» **RECORDS TO USE**
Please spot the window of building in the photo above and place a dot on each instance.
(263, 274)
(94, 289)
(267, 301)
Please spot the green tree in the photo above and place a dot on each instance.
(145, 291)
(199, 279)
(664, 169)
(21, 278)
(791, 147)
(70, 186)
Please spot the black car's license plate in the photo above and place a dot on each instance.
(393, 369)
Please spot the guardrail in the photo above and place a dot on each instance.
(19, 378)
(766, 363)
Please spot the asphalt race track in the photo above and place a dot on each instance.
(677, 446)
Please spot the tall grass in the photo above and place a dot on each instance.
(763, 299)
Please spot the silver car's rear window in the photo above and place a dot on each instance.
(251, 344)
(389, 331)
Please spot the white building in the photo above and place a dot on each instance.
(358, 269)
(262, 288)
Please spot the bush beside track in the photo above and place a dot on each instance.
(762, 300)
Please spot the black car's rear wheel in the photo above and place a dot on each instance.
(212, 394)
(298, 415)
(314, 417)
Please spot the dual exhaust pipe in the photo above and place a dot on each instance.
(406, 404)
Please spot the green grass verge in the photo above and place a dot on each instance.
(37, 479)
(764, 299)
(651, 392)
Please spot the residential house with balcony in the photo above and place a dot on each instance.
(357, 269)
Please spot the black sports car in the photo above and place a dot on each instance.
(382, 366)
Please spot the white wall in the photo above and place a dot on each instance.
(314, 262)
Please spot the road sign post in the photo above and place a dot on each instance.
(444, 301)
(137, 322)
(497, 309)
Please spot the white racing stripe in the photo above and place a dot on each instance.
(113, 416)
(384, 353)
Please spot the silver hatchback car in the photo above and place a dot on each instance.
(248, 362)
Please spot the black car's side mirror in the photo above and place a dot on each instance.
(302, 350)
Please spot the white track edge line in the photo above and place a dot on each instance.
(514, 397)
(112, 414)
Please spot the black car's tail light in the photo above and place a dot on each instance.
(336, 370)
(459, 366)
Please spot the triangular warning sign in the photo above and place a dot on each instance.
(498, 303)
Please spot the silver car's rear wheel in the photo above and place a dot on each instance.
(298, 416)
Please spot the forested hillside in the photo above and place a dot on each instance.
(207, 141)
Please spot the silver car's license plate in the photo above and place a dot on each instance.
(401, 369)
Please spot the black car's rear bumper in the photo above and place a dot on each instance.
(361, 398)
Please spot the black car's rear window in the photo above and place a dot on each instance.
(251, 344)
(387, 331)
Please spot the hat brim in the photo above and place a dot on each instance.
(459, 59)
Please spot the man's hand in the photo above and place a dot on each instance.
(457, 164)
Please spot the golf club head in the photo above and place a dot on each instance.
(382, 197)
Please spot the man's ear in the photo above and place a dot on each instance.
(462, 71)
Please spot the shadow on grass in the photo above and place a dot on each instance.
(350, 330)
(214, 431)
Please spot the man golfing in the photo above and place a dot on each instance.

» **ABOUT THIS EXERCISE**
Write out the records in full, exactly as they appear above.

» **EXERCISE OUTPUT**
Please spot the window of building in the photo above and place a dot on each instance.
(263, 274)
(94, 289)
(267, 301)
Please spot the green tree in the photo above and place a dot on each instance.
(145, 291)
(199, 279)
(664, 169)
(21, 278)
(791, 147)
(70, 186)
Please spot the black car's license plate in the photo above and place a dot on each instance.
(393, 369)
Please spot the guardrail in the photo above and place a dot on each instance.
(19, 378)
(766, 363)
Please spot the asphalt race track in the photo above and place a dot on each instance.
(677, 446)
Please spot the tall grass in the photo above and place a dot on each instance.
(763, 299)
Please spot the silver car's rear window in the photo above and place a dot on each instance.
(251, 344)
(389, 331)
Please spot the white building in the photo above and place a dot on each instance.
(358, 269)
(262, 288)
Please spot the bush beside track in the photo above and place a dot on each instance.
(762, 300)
Please spot the black car's rear wheel in the photo above and place a dot on each instance.
(212, 394)
(298, 415)
(314, 417)
Please spot the dual exhaust pipe in the photo above and place a dot on each instance.
(406, 404)
Please spot the green grass verge in the photo above and place a dot on each instance.
(37, 479)
(764, 299)
(651, 392)
Please spot the residential house with balcony in the photo above and place a dot on each instance.
(357, 269)
Please spot the black sports car in the photo above and place a dot on each instance.
(382, 366)
Please spot the white wall in the photo above and place a dot on each instance.
(314, 262)
Please spot the road sign post in the photo above and place a dot on each instance.
(444, 301)
(137, 322)
(497, 309)
Please spot the white racing stripe in the photo above and place a dot on each instance.
(113, 416)
(384, 353)
Please spot the silver hatchback car in the photo above and place a dot on each instance.
(248, 362)
Please spot the black car's side mirror in the photo above and place a dot on each instance.
(302, 350)
Please spot the white track edge line in the photo above and place a dot on each instance.
(514, 397)
(112, 414)
Please spot the black car's tail light in the photo above and place a dot on each instance.
(336, 370)
(459, 366)
Please spot the triangular warning sign in the photo above and place a dot on each instance.
(498, 303)
Please spot the silver car's rear wheel in the photo above and place a dot on each instance.
(298, 416)
Please spot the forested hillside in the photo above and place a dot on each instance.
(207, 141)
Please spot the silver car's license plate in the photo above and place a dot on each instance.
(401, 369)
Please spot the black car's rear bumper in the photo above and place a dot on each instance.
(361, 398)
Please spot the black car's rear window in the photo above and place a dot on each instance.
(251, 344)
(387, 331)
Please spot the hat brim in the photo above and place a dot on each instance.
(459, 59)
Please spot the man's hand in the photo above and place a dot on each instance.
(457, 164)
Please spot the golf club head in the photo above and place a dot on each instance.
(382, 197)
Please spot the man's ear in the photo above and place a dot on each instance.
(462, 71)
Please spot the shadow on grass in the photo above and place a dot on each instance.
(350, 330)
(214, 431)
Please spot the man golfing in the photo above and place a dot on each instance.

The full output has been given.